Stored dataset items:
..............................
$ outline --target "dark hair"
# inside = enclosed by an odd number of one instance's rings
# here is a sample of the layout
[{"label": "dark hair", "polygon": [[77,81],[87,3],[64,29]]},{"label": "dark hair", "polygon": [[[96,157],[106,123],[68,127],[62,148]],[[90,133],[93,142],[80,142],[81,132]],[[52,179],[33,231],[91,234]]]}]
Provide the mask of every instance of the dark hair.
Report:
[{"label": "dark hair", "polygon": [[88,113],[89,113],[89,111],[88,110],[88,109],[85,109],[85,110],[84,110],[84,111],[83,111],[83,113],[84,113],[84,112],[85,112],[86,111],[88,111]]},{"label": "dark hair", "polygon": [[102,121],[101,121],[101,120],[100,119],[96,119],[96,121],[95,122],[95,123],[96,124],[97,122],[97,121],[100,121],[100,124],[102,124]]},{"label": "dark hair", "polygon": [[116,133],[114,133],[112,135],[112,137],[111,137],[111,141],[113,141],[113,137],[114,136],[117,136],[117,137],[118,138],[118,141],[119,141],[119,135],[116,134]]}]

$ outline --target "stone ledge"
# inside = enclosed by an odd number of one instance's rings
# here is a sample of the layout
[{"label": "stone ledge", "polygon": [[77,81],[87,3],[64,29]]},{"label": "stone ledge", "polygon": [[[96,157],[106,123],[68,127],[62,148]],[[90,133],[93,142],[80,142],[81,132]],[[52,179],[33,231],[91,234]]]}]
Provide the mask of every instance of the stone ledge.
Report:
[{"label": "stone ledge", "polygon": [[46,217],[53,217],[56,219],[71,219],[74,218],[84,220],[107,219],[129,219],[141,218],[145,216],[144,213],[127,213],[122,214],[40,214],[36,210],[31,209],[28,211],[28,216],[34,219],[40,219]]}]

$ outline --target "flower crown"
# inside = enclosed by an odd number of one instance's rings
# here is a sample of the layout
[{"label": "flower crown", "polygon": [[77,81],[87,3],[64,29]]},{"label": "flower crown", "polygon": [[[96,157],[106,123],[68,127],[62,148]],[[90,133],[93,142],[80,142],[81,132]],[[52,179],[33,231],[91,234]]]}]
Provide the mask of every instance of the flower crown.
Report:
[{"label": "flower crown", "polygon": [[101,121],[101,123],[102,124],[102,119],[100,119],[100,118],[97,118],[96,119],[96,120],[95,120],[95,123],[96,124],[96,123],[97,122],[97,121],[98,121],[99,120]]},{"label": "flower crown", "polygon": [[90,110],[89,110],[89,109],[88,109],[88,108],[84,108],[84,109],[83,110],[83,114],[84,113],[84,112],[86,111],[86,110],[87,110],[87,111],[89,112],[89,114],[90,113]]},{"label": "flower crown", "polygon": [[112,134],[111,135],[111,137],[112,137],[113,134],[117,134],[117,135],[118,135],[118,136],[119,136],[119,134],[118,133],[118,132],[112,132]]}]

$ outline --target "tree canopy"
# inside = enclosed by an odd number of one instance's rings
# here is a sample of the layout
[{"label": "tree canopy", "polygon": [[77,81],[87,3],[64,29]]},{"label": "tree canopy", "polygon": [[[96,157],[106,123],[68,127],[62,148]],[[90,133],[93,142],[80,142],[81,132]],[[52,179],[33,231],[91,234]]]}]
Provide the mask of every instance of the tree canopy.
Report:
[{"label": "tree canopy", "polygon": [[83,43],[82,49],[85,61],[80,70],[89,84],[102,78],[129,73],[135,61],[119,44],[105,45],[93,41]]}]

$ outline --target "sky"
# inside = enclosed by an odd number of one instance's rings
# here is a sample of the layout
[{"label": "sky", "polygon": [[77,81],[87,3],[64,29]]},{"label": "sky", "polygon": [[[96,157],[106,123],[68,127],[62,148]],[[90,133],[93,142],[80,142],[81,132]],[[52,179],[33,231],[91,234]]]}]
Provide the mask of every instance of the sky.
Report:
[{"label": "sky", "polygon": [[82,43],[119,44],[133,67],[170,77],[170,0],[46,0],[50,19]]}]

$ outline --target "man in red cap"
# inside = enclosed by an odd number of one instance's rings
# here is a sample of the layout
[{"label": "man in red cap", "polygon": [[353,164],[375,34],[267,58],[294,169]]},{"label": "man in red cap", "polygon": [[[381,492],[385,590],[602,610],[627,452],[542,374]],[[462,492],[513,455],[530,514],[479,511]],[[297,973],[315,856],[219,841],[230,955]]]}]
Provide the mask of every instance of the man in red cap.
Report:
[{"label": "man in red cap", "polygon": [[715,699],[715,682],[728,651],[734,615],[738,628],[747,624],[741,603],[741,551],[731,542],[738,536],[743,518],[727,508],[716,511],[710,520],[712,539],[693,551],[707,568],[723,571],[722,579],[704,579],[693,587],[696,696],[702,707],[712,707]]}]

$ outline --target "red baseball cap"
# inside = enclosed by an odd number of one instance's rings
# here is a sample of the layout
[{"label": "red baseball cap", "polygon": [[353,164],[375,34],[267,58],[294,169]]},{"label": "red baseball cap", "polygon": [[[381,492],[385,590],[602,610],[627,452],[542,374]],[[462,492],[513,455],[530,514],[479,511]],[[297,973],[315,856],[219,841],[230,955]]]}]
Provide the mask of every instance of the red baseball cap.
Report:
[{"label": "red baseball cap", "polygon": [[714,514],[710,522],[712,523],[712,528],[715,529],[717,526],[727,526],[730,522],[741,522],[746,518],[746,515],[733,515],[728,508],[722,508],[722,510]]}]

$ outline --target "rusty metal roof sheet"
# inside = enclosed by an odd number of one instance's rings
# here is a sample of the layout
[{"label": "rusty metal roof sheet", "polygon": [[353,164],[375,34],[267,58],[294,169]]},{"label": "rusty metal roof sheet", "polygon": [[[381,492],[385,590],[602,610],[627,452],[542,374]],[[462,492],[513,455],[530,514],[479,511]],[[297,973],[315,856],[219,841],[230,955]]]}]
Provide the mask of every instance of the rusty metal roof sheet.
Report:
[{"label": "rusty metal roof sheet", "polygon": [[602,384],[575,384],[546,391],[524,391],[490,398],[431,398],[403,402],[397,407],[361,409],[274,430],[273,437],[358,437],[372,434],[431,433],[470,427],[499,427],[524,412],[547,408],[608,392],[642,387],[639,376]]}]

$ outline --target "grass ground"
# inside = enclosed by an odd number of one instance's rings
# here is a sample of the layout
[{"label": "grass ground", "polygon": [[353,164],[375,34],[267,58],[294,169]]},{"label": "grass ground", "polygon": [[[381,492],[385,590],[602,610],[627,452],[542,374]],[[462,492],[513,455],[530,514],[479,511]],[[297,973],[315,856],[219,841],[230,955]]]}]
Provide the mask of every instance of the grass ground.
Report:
..............................
» What is being asked:
Reproduce all of the records exactly.

» Complete response:
$ outline --target "dark hair"
# inside = enclosed by an odd number of one instance's rings
# here is a sample of the layout
[{"label": "dark hair", "polygon": [[77,81],[87,3],[64,29]]},{"label": "dark hair", "polygon": [[[96,157],[106,123],[68,127],[62,148]],[[90,133],[93,142],[80,142],[81,132]],[[52,179],[33,231],[91,234]]]}]
Provide the mask of every instance of the dark hair.
Report:
[{"label": "dark hair", "polygon": [[88,113],[89,113],[89,111],[88,110],[88,109],[85,109],[85,110],[84,110],[84,111],[83,111],[83,113],[84,113],[84,112],[85,112],[86,111],[88,111]]},{"label": "dark hair", "polygon": [[102,121],[101,121],[101,120],[100,119],[96,119],[96,121],[95,122],[95,123],[96,124],[97,122],[97,121],[100,121],[100,124],[102,124]]},{"label": "dark hair", "polygon": [[116,133],[114,133],[112,135],[112,137],[111,137],[111,141],[113,141],[113,137],[114,136],[117,136],[117,137],[118,138],[118,141],[119,141],[119,135],[116,134]]}]

$ outline --target "stone ledge"
# inside = enclosed by an odd number of one instance's rings
# here is a sample of the layout
[{"label": "stone ledge", "polygon": [[77,81],[87,3],[64,29]]},{"label": "stone ledge", "polygon": [[[96,157],[106,123],[68,127],[62,148]],[[90,133],[93,142],[80,142],[81,132]],[[52,179],[33,231],[91,234]]]}]
Provide the mask of every instance of the stone ledge.
Report:
[{"label": "stone ledge", "polygon": [[46,217],[53,217],[56,219],[71,219],[74,218],[84,220],[107,219],[129,219],[141,218],[145,216],[144,213],[127,213],[122,214],[40,214],[36,210],[31,209],[28,211],[28,216],[34,219],[40,219]]}]

$ outline --target "flower crown"
# inside = enclosed by an odd number of one instance's rings
# here is a sample of the layout
[{"label": "flower crown", "polygon": [[77,81],[87,3],[64,29]]},{"label": "flower crown", "polygon": [[[96,157],[106,123],[68,127],[62,148]],[[90,133],[93,142],[80,142],[81,132]],[[52,179],[33,231],[91,234]]]}]
Provide the mask of every instance of the flower crown.
Report:
[{"label": "flower crown", "polygon": [[101,121],[101,123],[102,124],[102,119],[100,119],[100,118],[97,118],[96,119],[96,120],[95,120],[95,123],[96,124],[96,123],[97,122],[97,121],[98,121],[99,120]]},{"label": "flower crown", "polygon": [[90,110],[89,110],[89,109],[88,109],[88,108],[84,108],[84,109],[83,110],[83,114],[84,113],[84,112],[86,111],[86,110],[87,110],[87,111],[89,112],[89,114],[90,113]]},{"label": "flower crown", "polygon": [[112,134],[111,135],[111,137],[112,137],[113,134],[117,134],[117,135],[118,135],[118,136],[119,136],[119,134],[118,133],[118,132],[112,132]]}]

$ outline --target "tree canopy"
# inside = enclosed by an odd number of one instance's rings
# here is a sample of the layout
[{"label": "tree canopy", "polygon": [[77,81],[87,3],[64,29]]},{"label": "tree canopy", "polygon": [[[96,157],[106,123],[68,127],[62,148]],[[90,133],[93,142],[80,142],[81,132]],[[52,179],[33,231],[91,234]]]}]
Provide the mask of every instance of the tree canopy.
Report:
[{"label": "tree canopy", "polygon": [[83,43],[82,49],[85,61],[80,70],[89,84],[102,78],[129,73],[135,61],[119,44],[105,45],[93,41]]}]

$ outline --target "sky"
# inside = enclosed by an odd number of one instance's rings
# here is a sample of the layout
[{"label": "sky", "polygon": [[77,81],[87,3],[64,29]]},{"label": "sky", "polygon": [[[96,157],[106,123],[68,127],[62,148]],[[90,133],[93,142],[80,142],[81,132]],[[52,179],[33,231],[91,234]]]}]
Provide the mask of every instance of the sky.
Report:
[{"label": "sky", "polygon": [[82,43],[119,44],[133,67],[170,77],[170,0],[46,0],[50,19]]}]

$ outline --target "man in red cap"
# inside = enclosed by an odd number of one instance's rings
# here is a sample of the layout
[{"label": "man in red cap", "polygon": [[353,164],[375,34],[267,58],[294,169]]},{"label": "man in red cap", "polygon": [[[381,492],[385,590],[602,610],[627,452],[542,374]],[[462,492],[513,455],[530,514],[479,511]],[[297,973],[315,856],[219,841],[230,955]]]}]
Provide the mask of every instance of the man in red cap.
Report:
[{"label": "man in red cap", "polygon": [[715,699],[715,682],[728,651],[734,615],[738,628],[747,624],[741,603],[741,551],[731,542],[738,536],[743,518],[727,508],[716,511],[710,520],[712,539],[693,551],[707,568],[723,571],[722,579],[704,579],[693,587],[696,696],[702,707],[712,707]]}]

$ outline --target "red baseball cap"
# inside = enclosed by an odd number of one instance's rings
# here is a sample of the layout
[{"label": "red baseball cap", "polygon": [[353,164],[375,34],[267,58],[294,169]]},{"label": "red baseball cap", "polygon": [[[381,492],[385,590],[602,610],[627,452],[542,374]],[[462,492],[513,455],[530,514],[479,511]],[[297,973],[315,856],[219,841],[230,955]]]}]
Provide the mask of every instance of the red baseball cap.
Report:
[{"label": "red baseball cap", "polygon": [[714,514],[710,522],[712,523],[712,528],[715,529],[717,526],[727,526],[730,522],[741,522],[746,518],[746,515],[733,515],[728,508],[722,508],[722,510]]}]

$ outline --target "rusty metal roof sheet"
# inside = enclosed by an odd number of one instance's rings
# here is a sample of the layout
[{"label": "rusty metal roof sheet", "polygon": [[353,164],[375,34],[267,58],[294,169]]},{"label": "rusty metal roof sheet", "polygon": [[[381,492],[385,590],[602,610],[627,452],[542,374]],[[462,492],[513,455],[530,514],[479,511]],[[297,973],[315,856],[219,841],[230,955]]]}]
Provide the mask of every instance of the rusty metal roof sheet.
Report:
[{"label": "rusty metal roof sheet", "polygon": [[602,384],[575,384],[546,391],[524,391],[490,398],[431,398],[403,402],[397,407],[361,409],[274,430],[273,437],[358,437],[372,434],[431,433],[470,427],[499,427],[524,412],[547,408],[608,392],[642,387],[639,376]]}]

$ outline --target "grass ground"
# inside = enclosed by an odd number of one instance's rings
# here is a sample of the layout
[{"label": "grass ground", "polygon": [[353,164],[375,34],[267,58],[294,169]]},{"label": "grass ground", "polygon": [[[381,492],[385,590],[602,610],[627,452],[542,374]],[[462,492],[513,455],[530,514],[479,511]],[[297,973],[315,856],[219,841],[230,955]]]}]
Provide the mask of every instance of the grass ground.
Report:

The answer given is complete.